## Task requirements
In the text about the bankers' convention in Chicago, give the passage again starting with "Scheduled for the" and going on through "will be offered.", but swap "Seminars" for "Workshops".

By Anthony Burke Boylan – It’s likely to lack the vigor and creativity of the 1968 Democratic Convention, but attention will be cast on Chicago in October when the American Bankers Association annual convention comes to town. The protestors are planning to be there, too.

 

Scheduled for the event are featured speakers including Sheila Bair, Newt Gingrich and George Will. Seminars titled “Cost Cutting: Doing More with Less,’’ “Strategies for Acquiring Troubled Banks,’’ and “Unwinding Government Intervention,’’ will be offered.

 

And in their off hours bankers can enjoy the architectural river cruise, take an ethnic dining tour of Chicago, or visit the Frank Lloyd Wright home and studio in Oak Park.

 

What is not on the ABA schedule is a wide-scale protest by activists who oppose the bailout, the foreclosure crisis and what they see as the general avarice of the financial industry. That’s right, bankers may yet again find themselves a convenient scapegoat for the disaffected.

 

And rounding it all out will be the involvement of documentarian and celebrity protestor Michael Moore, whose new film -- “Capitalism: A Love Story’’-- coincides nicely with the Oct. 25-28 event.

 

The city that saw Abbie Hoffman and the Youth International Party invade Lincoln Park amid clouds of tear gas will be home to many of the usual protest suspects – grass roots organizations calling for greater controls on CEO pay, corporate profit and greater protection of consumers.

## Data segment
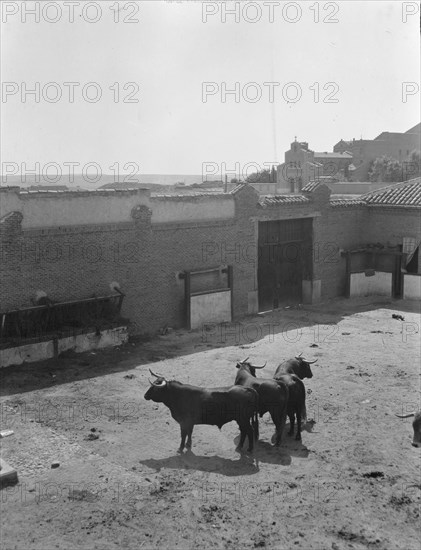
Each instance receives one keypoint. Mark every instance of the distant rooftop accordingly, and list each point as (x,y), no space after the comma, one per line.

## Finished answer
Scheduled for the event are featured speakers including Sheila Bair, Newt Gingrich and George Will. Workshops titled “Cost Cutting: Doing More with Less,’’ “Strategies for Acquiring Troubled Banks,’’ and “Unwinding Government Intervention,’’ will be offered.